* **Entries supplied**:
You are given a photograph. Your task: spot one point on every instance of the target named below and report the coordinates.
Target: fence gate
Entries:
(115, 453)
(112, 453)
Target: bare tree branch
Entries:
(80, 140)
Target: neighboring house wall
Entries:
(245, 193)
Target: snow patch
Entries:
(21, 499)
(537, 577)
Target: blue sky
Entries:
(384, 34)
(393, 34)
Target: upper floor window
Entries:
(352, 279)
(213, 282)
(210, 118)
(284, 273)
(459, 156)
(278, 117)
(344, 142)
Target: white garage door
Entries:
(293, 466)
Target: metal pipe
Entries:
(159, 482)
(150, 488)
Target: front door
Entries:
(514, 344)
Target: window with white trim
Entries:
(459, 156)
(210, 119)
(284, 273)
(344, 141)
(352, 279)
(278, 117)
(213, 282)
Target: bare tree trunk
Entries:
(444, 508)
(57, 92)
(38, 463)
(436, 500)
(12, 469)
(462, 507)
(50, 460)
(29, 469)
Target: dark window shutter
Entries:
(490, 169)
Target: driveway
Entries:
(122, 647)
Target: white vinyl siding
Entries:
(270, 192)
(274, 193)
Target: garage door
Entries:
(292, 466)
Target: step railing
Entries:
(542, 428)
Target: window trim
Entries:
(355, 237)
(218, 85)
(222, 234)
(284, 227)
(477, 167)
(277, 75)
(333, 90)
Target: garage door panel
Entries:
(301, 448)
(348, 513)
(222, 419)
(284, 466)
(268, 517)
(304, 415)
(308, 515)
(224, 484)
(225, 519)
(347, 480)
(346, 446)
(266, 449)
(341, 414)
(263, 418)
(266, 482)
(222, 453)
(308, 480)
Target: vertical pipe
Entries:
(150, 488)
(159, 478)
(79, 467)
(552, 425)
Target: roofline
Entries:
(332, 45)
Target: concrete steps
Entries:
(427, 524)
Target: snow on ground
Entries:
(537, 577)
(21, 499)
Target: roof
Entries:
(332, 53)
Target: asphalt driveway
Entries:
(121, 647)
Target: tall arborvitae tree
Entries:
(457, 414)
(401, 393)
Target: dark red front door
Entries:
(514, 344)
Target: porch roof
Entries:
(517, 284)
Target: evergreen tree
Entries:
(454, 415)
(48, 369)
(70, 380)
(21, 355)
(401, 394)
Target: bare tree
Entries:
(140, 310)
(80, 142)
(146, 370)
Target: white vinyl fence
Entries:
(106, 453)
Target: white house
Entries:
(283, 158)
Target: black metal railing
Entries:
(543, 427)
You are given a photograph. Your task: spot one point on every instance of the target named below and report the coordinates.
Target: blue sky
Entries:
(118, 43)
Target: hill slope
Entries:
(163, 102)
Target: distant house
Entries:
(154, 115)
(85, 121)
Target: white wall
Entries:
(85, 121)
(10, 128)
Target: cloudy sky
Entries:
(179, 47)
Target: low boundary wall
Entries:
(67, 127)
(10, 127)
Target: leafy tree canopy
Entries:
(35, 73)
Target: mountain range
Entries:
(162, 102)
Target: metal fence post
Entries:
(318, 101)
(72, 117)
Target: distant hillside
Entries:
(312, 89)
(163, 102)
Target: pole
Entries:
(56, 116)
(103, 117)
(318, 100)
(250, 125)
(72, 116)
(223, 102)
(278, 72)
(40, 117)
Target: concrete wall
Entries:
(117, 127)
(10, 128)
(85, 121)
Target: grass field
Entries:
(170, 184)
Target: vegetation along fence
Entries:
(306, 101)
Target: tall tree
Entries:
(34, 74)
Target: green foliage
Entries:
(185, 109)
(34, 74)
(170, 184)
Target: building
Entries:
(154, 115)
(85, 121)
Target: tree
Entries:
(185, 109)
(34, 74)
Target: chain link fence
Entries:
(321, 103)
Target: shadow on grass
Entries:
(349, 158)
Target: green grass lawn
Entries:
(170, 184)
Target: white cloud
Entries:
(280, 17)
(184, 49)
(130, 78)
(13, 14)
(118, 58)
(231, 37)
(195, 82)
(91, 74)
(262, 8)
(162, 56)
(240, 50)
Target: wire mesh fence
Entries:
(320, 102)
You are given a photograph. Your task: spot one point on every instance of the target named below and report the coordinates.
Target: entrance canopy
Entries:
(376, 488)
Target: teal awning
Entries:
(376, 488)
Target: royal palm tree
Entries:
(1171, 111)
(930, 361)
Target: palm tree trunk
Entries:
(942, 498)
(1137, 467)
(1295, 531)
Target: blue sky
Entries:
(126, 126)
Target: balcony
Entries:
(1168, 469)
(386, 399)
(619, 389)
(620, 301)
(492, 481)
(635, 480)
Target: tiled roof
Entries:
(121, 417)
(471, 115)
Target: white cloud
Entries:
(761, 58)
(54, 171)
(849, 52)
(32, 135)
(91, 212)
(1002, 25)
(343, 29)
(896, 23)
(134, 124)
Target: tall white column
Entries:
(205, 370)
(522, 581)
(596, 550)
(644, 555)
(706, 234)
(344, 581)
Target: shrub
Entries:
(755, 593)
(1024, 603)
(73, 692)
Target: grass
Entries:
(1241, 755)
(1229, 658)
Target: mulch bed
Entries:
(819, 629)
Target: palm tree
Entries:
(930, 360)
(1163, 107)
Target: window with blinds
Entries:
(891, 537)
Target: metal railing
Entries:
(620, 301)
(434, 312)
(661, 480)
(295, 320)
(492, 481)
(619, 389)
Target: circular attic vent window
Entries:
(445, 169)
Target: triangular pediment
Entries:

* **What to produce**:
Print all of the entries above once more, line for line and without alteration.

* **Output for this exercise**:
You are given a photograph. Your task: spot one point on every instance of the target named below and report the coordinates.
Target: fence gate
Entries:
(115, 453)
(112, 453)
Target: bare tree branch
Entries:
(80, 140)
Target: neighboring house wall
Entries:
(245, 193)
Target: snow patch
Entries:
(21, 499)
(537, 577)
Target: blue sky
Entries:
(384, 34)
(393, 34)
Target: upper floor window
Entries:
(352, 279)
(213, 282)
(210, 118)
(284, 273)
(459, 156)
(278, 117)
(344, 142)
Target: white garage door
Entries:
(293, 466)
Target: metal pipe
Entries:
(159, 482)
(150, 488)
Target: front door
Entries:
(514, 344)
Target: window with white trim
Entries:
(459, 156)
(210, 119)
(284, 273)
(344, 141)
(352, 279)
(278, 117)
(213, 282)
Target: bare tree trunk
Entries:
(444, 508)
(57, 92)
(38, 463)
(436, 500)
(12, 469)
(462, 507)
(50, 460)
(29, 469)
Target: dark window shutter
Entries:
(490, 169)
Target: driveway
Entries:
(122, 647)
Target: white vinyl siding
Entries:
(270, 192)
(274, 193)
Target: garage door
Entries:
(292, 466)
Target: step railing
Entries:
(542, 428)
Target: window trim
Entries:
(355, 237)
(218, 85)
(222, 234)
(284, 227)
(477, 167)
(277, 75)
(333, 90)
Target: garage door panel
Entries:
(301, 448)
(348, 513)
(222, 419)
(284, 466)
(268, 517)
(304, 415)
(308, 515)
(224, 484)
(225, 519)
(347, 480)
(346, 446)
(266, 449)
(341, 414)
(263, 418)
(266, 482)
(222, 453)
(308, 480)
Target: vertical pipe
Entries:
(150, 488)
(159, 478)
(79, 467)
(552, 425)
Target: roofline
Entries:
(332, 45)
Target: concrete steps
Entries:
(427, 524)
Target: snow on ground
Entries:
(537, 577)
(21, 499)
Target: roof
Entries:
(332, 53)
Target: asphalt driveway
Entries:
(121, 647)
Target: tall arborvitae tree
Entries:
(457, 414)
(401, 393)
Target: dark red front door
Entries:
(514, 344)
Target: porch roof
Entries:
(517, 284)
Target: evergreen tree
Entries:
(454, 415)
(48, 369)
(70, 380)
(21, 355)
(401, 394)
Target: bare tree
Entries:
(140, 310)
(80, 142)
(146, 370)
Target: white vinyl fence
Entries:
(106, 453)
Target: white house
Entries:
(283, 158)
Target: black metal railing
Entries:
(543, 427)
You are given a photograph. Your task: spot one point on every instance of the target named below and report the coordinates.
Target: blue sky
Entries:
(118, 43)
Target: hill slope
Entries:
(163, 102)
Target: distant house
Entries:
(154, 115)
(85, 121)
Target: white wall
Entries:
(85, 121)
(10, 128)
Target: cloudy sky
Entries:
(179, 47)
Target: low boundary wall
Entries:
(67, 127)
(10, 127)
Target: leafy tree canopy
Entries:
(35, 73)
Target: mountain range
Entries:
(162, 102)
Target: metal fence post
Entries:
(318, 101)
(72, 117)
Target: distant hillside
Entries:
(312, 89)
(163, 102)
Target: pole
Entries:
(56, 116)
(103, 117)
(318, 100)
(250, 125)
(72, 116)
(223, 102)
(278, 72)
(40, 117)
Target: concrete wall
Entries:
(117, 127)
(10, 128)
(85, 121)
Target: grass field
Entries:
(170, 184)
Target: vegetation along fence
Entries:
(306, 101)
Target: tall tree
Entries:
(34, 74)
Target: green foliage
Entries:
(185, 109)
(34, 74)
(170, 184)
Target: building
Entries:
(154, 115)
(85, 121)
Target: tree
Entries:
(185, 109)
(34, 74)
Target: chain link fence
Entries:
(321, 103)
Target: shadow on grass
Entries:
(349, 158)
Target: green grass lawn
Entries:
(170, 184)
Target: white cloud
Entries:
(280, 17)
(184, 49)
(130, 78)
(13, 14)
(118, 58)
(231, 37)
(195, 82)
(91, 74)
(262, 8)
(162, 56)
(240, 50)
Target: wire mesh fence
Entries:
(320, 102)
You are given a photograph. Your task: spot one point on every instance of the target named below and report the coordinates.
Target: entrance canopy
Entries:
(376, 488)
Target: teal awning
Entries:
(376, 488)
Target: royal palm tree
Entries:
(1171, 111)
(930, 361)
Target: palm tree trunk
Entries:
(942, 498)
(1137, 467)
(1295, 531)
Target: blue sky
Entries:
(126, 126)
Target: balcony
Entries:
(1168, 469)
(386, 399)
(619, 389)
(620, 301)
(492, 481)
(635, 480)
Target: tiled roof
Entries:
(121, 417)
(471, 115)
Target: white cloud
Entries:
(761, 58)
(54, 171)
(849, 52)
(32, 135)
(91, 212)
(1002, 25)
(343, 29)
(896, 23)
(134, 124)
Target: tall white column
Entries:
(205, 370)
(522, 581)
(596, 550)
(644, 555)
(706, 234)
(344, 581)
Target: shrub
Entries:
(755, 593)
(1024, 603)
(73, 692)
Target: grass
Entries:
(1241, 755)
(1229, 658)
Target: mulch bed
Entries:
(819, 629)
Target: palm tree
Entries:
(930, 360)
(1163, 107)
Target: window with blinds
Entries:
(891, 537)
Target: metal railing
Entries:
(620, 301)
(434, 312)
(661, 480)
(295, 320)
(492, 481)
(619, 389)
Target: circular attic vent window
Entries:
(445, 169)
Target: triangular pediment
Entries:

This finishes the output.